* [EXTRAIT À LIRE]:
-*-*-
Une élection qui change tout

Publié le 20 décembre 2004 Lecture : 2 minutes.

Pékin, mais aussi Washington, peuvent pousser un soupir de soulagement : les électeurs ont donné au Kuomintang la majorité absolue au Parlement de Taiwan, par 116 sièges sur 225. La coalition du président « indépendantiste » Chen Shui-bian n’a obtenu que 101 sièges. Le danger de voir l’île rebelle aller jusqu’à « compromettre la paix dans le détroit de Taiwan », selon les termes du président chinois Hu Jintao (voir pp. 20-21), est donc probablement écarté dans l’immédiat.
Jusqu’à la veille de ce scrutin, la tension était telle de part et d’autre du détroit qu’en dépit de l’indifférence manifestée par la communauté internationale, il y avait de quoi redouter un conflit armé entre les deux géants du Pacifique. À l’intérieur même de l’île de Taiwan, deux camps se faisaient face : les indépendantistes, vainqueurs des élections de mars, et les partisans du statu quo dans l’alliance des bleus du Kuomintang.
-*-*-
Éléments enregistrés
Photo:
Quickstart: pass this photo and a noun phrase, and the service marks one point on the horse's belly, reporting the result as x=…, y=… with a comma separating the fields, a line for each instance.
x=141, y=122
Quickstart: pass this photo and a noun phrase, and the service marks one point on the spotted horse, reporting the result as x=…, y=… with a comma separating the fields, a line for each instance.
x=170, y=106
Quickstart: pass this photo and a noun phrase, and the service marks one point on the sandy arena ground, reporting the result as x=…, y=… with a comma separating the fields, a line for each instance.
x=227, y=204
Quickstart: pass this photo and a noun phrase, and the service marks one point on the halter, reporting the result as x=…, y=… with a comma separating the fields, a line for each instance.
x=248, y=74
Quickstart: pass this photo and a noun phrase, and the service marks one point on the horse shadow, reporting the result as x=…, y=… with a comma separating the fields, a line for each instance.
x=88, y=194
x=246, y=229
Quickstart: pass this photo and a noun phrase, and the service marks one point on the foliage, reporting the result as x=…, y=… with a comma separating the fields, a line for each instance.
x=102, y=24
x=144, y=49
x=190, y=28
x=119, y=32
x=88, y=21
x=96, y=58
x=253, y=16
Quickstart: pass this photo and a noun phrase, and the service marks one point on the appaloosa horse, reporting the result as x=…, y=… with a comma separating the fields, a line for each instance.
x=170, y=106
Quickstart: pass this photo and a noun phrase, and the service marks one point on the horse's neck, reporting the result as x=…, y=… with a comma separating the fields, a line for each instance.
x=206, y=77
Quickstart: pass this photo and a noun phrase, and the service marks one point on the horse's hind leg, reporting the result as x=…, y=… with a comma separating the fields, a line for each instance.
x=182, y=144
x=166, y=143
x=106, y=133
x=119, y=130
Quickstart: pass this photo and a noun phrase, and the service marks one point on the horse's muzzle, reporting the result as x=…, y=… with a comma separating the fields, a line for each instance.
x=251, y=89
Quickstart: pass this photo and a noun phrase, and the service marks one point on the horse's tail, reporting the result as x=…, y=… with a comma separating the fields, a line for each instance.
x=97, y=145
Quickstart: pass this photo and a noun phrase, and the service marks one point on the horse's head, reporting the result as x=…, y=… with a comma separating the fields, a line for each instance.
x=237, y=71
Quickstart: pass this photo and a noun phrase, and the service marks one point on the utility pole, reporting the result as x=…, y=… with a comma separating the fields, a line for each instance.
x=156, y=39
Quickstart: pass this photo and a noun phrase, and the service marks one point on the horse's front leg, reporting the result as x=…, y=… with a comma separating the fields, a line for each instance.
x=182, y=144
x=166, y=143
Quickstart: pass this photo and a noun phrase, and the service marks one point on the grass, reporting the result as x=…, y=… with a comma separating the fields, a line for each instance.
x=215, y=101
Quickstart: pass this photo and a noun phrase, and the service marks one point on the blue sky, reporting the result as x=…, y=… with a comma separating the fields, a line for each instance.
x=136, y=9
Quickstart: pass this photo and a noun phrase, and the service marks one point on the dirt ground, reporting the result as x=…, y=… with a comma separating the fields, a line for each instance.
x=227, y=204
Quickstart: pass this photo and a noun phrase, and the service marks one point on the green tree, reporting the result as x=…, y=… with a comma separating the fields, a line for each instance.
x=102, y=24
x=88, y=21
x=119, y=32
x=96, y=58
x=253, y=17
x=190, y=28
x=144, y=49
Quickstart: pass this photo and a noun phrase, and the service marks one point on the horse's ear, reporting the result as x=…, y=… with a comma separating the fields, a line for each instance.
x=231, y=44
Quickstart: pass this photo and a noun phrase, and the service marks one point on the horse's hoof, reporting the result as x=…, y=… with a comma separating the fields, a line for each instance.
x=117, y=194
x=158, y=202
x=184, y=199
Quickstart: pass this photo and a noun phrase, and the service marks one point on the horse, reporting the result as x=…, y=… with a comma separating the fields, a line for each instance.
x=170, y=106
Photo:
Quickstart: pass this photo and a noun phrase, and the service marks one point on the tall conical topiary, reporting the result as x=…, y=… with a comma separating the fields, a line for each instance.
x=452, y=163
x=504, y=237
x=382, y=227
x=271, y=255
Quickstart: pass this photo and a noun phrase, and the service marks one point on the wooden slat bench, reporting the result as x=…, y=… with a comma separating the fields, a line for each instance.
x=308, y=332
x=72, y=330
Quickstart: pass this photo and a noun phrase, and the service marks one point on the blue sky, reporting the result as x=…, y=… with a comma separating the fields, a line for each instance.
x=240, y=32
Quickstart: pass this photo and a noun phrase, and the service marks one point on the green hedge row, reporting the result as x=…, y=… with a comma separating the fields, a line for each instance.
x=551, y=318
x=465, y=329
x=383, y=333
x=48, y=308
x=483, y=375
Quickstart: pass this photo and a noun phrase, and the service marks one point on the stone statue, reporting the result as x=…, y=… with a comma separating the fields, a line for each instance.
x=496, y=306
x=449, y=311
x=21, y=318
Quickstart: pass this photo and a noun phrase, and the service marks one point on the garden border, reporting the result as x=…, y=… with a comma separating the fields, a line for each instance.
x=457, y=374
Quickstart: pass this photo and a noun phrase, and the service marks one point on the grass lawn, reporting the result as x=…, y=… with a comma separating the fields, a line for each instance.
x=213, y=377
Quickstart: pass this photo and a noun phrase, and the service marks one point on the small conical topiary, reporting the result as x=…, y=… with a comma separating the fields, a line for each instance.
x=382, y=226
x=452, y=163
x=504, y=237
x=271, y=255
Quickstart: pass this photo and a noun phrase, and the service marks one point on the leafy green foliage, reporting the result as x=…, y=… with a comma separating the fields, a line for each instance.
-*-*-
* [À FAIRE]:
A: Recopiez tout le passage de l'article sur l'élection à Taiwan, de « Pékin, mais aussi » jusqu'à « écarté dans l’immédiat. » inclus.
B: Relevez dans l'article sur l'élection à Taiwan tous les nombres de sièges parlementaires qui y sont mentionnés.
C: Poursuivez l'article sur l'élection à Taiwan après sa dernière phrase.
Ces données proviennent d'une autre source.

* [TÂCHES RÉSOLUES]:
A:
Pékin, mais aussi Washington, peuvent pousser un soupir de soulagement : les électeurs ont donné au Kuomintang la majorité absolue au Parlement de Taiwan, par 116 sièges sur 225. La coalition du président « indépendantiste » Chen Shui-bian n’a obtenu que 101 sièges. Le danger de voir l’île rebelle aller jusqu’à « compromettre la paix dans le détroit de Taiwan », selon les termes du président chinois Hu Jintao (voir pp. 20-21), est donc probablement écarté dans l’immédiat.

B: 116, 225, 101

C:
Si ces derniers ont obtenu leur revanche, c’est sans doute parce que leur adversaire Chen Shui-bian est allé trop loin. Il avait notamment ordonné de remplacer « Chine » par « Taiwan » dans toutes les administrations, ce qui n’était certes pas pour apaiser les relations avec Pékin. Ni pour plaire aux États-Unis, dont le secrétaire d’État Colin Powell a désapprouvé publiquement cette initiative.
Depuis presque dix ans, le « problème de Taiwan » est un casse-tête pour les « sinologues » occidentaux, qui comprennent mal pourquoi Pékin s’obstine à empêcher par « tous les moyens » – parmi lesquels le recours à la force – l’indépendance de l’île. Ces observateurs devraient prendre en compte la longue liste des défaites et des humiliations subies par la Chine, depuis la guerre de l’Opium en 1840 et la perte de Hong Kong pendant un siècle et demi jusqu’aux guerres sino-japonaises. Aujourd’hui que leur pays a retrouvé le chemin de la prospérité, pourquoi les Chinois admettraient-ils de le voir amputé de l’île de Taiwan, au détriment de son intégrité territoriale ? L’opinion nationaliste est tellement mobilisée qu’une reculade du Parti communiste sur ce point risquerait de lui faire perdre toute légitimité.
Mais il s’agit surtout que, pour les Américains, les choses soient claires : s’ils ne veulent pas d’un conflit militaire avec une puissance nucléaire, ils doivent cesser de soutenir l’indépendance de Taiwan. Même si Hu Jintao a pris soin de leur déclarer que la priorité de la Chine a toujours été le développement économique, avant même la réunification.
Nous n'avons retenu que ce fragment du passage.